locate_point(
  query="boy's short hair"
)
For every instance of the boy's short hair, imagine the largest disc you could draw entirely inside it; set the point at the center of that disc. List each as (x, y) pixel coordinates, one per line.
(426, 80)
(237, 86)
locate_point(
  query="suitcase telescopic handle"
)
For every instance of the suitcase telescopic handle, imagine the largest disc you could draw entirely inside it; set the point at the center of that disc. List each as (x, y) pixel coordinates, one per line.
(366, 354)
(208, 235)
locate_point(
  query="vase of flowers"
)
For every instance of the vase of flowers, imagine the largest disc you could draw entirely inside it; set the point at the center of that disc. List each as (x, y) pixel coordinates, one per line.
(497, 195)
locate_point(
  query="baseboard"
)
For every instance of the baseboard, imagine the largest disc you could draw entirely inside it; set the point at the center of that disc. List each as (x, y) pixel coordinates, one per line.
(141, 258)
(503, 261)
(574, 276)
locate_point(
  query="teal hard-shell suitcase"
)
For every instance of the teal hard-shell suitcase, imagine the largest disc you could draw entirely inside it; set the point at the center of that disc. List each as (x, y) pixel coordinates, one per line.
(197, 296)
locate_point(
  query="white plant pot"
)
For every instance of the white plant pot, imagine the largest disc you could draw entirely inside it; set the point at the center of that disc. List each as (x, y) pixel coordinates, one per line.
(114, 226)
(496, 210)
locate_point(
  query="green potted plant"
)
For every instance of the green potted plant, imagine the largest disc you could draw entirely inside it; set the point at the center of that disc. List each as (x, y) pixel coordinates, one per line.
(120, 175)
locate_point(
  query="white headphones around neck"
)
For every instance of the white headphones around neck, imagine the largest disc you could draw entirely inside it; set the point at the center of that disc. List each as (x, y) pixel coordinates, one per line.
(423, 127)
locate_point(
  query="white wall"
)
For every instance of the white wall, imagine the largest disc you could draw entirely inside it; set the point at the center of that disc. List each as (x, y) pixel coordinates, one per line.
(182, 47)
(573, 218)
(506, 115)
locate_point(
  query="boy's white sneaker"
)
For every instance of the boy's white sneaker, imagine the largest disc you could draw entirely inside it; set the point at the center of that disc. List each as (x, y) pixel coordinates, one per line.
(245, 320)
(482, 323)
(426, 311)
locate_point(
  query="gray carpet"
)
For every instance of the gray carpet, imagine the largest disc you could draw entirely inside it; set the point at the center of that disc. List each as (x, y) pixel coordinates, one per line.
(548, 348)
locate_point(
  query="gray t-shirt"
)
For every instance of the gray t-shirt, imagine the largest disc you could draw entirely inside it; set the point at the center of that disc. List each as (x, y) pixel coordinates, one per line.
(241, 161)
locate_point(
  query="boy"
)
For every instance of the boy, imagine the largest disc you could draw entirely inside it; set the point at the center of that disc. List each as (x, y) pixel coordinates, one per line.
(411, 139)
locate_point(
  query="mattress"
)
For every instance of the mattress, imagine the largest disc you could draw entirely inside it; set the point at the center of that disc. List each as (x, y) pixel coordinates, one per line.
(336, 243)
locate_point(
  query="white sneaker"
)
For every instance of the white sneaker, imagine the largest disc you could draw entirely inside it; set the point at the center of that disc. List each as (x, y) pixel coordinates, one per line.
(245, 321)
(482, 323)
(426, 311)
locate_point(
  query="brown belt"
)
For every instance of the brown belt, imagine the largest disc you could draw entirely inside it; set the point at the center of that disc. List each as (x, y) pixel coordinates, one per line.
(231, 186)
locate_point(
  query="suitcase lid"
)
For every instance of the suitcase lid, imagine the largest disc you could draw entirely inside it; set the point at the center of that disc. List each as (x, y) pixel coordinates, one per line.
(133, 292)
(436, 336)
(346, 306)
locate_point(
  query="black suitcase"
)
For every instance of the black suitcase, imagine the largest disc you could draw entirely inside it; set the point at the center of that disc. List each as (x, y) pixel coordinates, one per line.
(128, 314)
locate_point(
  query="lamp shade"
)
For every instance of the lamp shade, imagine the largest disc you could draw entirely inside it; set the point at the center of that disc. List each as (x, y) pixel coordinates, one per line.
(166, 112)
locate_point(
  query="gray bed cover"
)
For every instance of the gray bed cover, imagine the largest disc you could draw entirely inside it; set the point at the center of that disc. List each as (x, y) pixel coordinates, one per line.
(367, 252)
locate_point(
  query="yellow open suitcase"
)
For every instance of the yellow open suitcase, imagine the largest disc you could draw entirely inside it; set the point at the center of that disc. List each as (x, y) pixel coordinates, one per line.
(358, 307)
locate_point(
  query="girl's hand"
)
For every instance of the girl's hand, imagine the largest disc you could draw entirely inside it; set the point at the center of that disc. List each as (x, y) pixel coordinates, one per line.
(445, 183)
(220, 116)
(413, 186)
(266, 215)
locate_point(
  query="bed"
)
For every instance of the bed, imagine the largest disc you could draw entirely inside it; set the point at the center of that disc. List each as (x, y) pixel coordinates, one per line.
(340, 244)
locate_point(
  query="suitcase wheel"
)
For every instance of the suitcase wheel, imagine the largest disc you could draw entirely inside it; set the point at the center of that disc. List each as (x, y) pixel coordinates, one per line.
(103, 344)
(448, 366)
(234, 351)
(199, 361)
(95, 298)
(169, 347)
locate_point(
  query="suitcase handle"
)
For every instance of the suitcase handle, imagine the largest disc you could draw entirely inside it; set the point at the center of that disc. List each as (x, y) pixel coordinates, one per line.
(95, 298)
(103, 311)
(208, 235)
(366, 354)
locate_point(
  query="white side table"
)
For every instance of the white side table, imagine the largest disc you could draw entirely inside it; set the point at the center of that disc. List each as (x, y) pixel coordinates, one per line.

▸ **EXERCISE DIRECTIONS**
From the rows above, extract each line that contains the word "short" and copy it without alteration.

▸ **REPLY TO THE EXERCISE**
  query="boy's short hair"
For every instance of the boy's short hair, imagine the largest disc you could draw entirely inside it; set the point at the center of that disc. List each as (x, y) pixel coordinates, one per line.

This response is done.